*SET EXERCISE*
Quote every line below exactly and skip any picture.
>> Start LISTED RECORDS
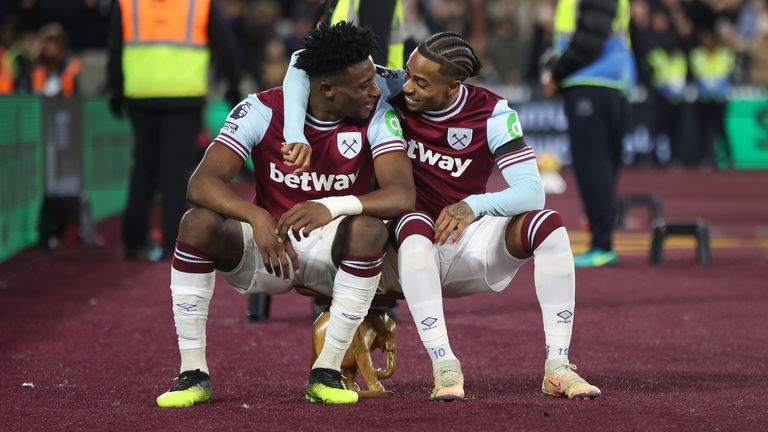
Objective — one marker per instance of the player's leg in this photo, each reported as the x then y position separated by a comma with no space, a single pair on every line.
206,241
358,249
420,282
543,235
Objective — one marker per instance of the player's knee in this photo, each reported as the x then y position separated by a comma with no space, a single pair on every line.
199,226
416,254
537,226
367,235
415,223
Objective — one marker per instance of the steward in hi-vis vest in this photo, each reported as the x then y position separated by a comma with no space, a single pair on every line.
159,52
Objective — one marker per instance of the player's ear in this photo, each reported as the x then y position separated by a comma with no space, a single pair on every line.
327,89
453,88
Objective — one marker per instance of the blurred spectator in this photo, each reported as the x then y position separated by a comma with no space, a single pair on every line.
594,69
711,67
758,48
668,68
6,71
542,37
385,19
509,42
275,64
159,57
54,72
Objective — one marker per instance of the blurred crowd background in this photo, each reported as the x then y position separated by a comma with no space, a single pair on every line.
510,35
692,58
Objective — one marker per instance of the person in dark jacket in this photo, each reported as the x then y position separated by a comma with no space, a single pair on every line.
159,55
593,68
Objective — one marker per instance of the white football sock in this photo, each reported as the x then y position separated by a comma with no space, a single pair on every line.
420,280
555,280
352,296
191,293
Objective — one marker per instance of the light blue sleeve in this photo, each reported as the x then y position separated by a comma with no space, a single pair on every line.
245,126
295,99
524,193
390,81
385,135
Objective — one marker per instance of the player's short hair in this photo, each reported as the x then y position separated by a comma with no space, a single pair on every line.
453,53
329,50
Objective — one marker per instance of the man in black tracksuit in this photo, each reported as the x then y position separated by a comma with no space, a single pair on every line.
158,64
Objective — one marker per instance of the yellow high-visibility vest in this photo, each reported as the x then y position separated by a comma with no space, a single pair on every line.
165,48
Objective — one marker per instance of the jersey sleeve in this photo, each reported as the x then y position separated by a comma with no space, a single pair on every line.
390,81
503,126
245,126
385,135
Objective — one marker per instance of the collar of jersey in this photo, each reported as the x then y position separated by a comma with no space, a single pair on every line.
320,124
452,110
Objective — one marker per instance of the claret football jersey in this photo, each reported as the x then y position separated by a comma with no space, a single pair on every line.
453,150
342,151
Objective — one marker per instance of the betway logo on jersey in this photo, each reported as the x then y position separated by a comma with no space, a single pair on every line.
456,166
309,181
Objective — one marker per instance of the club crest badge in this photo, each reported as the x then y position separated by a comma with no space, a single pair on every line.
459,138
349,143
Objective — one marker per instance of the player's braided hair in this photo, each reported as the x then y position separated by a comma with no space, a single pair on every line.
329,50
454,54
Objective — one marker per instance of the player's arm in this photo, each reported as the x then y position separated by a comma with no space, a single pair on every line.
517,164
209,185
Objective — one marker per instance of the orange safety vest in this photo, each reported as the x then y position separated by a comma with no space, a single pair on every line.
165,50
40,75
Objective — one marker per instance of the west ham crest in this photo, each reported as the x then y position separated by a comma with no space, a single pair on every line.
349,143
459,138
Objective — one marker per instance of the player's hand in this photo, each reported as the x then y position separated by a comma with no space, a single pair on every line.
297,155
307,217
456,217
276,254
>> End LISTED RECORDS
*EXPECTED ANSWER*
Objective — one marker per instance of the player's leg in this photo, each reported as the x then y position separated by a comma with no space, a single pair on every line.
206,241
358,249
420,282
543,235
Objective — one marker per instance of the player's knee in this photo, each reported as the x then y position separated by a comma with no space, a single pair on every line.
199,226
416,254
537,226
367,235
415,223
Objective — one marker per instance of the steward in hi-vis vest in this photo, each reported as the x then y position separated by a comma with no space, a single pair on every line.
159,52
Objective — one marker per instance of the player's ear in this photo, each reported as the x then y position separated by a comma with no space, a single pair on every line.
327,89
453,88
Objective — one marker per instance of the blurred spectator in this photo, each reported as the x then y position separated by a comma with no space, a single pair on every line.
594,69
711,67
758,48
668,68
6,71
542,37
385,19
509,42
275,64
159,57
54,72
Objective — one marker per instance of the blurred crowd background in this photo, each reported as the x then y position separated by a comma with no space, a single pair on every line.
510,35
692,58
Objective — one marker per instance of the person in dark jacket in this photo, each reported as the x then y position separated by a comma with no space, a single pair on every line.
159,55
593,68
Objective — one marker per instance of the white football sock in this photo, each reported as the x then y position separated by a comma with no space, a single pair on every line.
420,280
555,280
352,296
191,293
Objective — one marker per instance of the light blue sleeve in this photo, each reported as the x then y position separated by a comma with no space, a single pair on every line.
245,126
295,99
524,193
390,81
385,135
Objective — one marker per instance of the player's short hair in this photo, each reported as the x then y position separated by a comma with no space, a single pair on every line.
453,53
329,50
Objective — one marker per instance of the man in black tracksuit in this photo, each reported as the x then y position separated by a comma with no space, a single pair on every line.
158,64
Objective — one marker per instance of the yellow high-visibility vest in this photo, each reported as the x then y position separated by a comma with no space, a single pair on every line.
165,48
Objective — one marker per instance of the jersey sleeve in this photo, each reported as the x then y position separated by a comma with no space, a single pair on every line.
390,81
503,126
245,126
385,135
Objective — one marker per instance of the collar of jersey in this photo, each reported as the x then y position separated by a comma with no space, a single pair on every line.
320,124
452,110
Objective — one marker per instance of the claret football jersey in this photo, each reported as the x then y position separated by a comma with no space, a single pair on every line.
453,150
342,151
Objective — one marker per instance of the betway logo on jersey in this photo, each reported as the x then y position separated by a comma with no space, a single pair on every line.
456,166
309,181
Objective — one marker per instance of the club crest badge in this photo, each reported as the x then y position separated by a comma with no space, a single pair on every line.
459,138
349,143
Objective — one marker per instance of the player's braided hair in this photo, each reported as the x then y position separated by a comma with no space, a single pair on every line.
329,50
454,54
Objective — one marker per instance of the player's arm in this photo, each reported as the x then y position separated by a comma with no space, a single pair on every line.
517,164
209,185
Objective — one marker per instance of the orange safety vest in this photo, each reported as the x then y position separated by a comma with no space, a single pair on every line.
165,50
40,75
Objective — one marker per instance of the west ham crest in this photo, each reported as the x then y position separated by a comma with no space, a single pair on every line.
349,143
459,138
Objective — one marker per instance of the player's hand in this photo, each reported as the x then y position separated by a comma with no space, a single pair on every line.
297,155
307,217
456,217
276,254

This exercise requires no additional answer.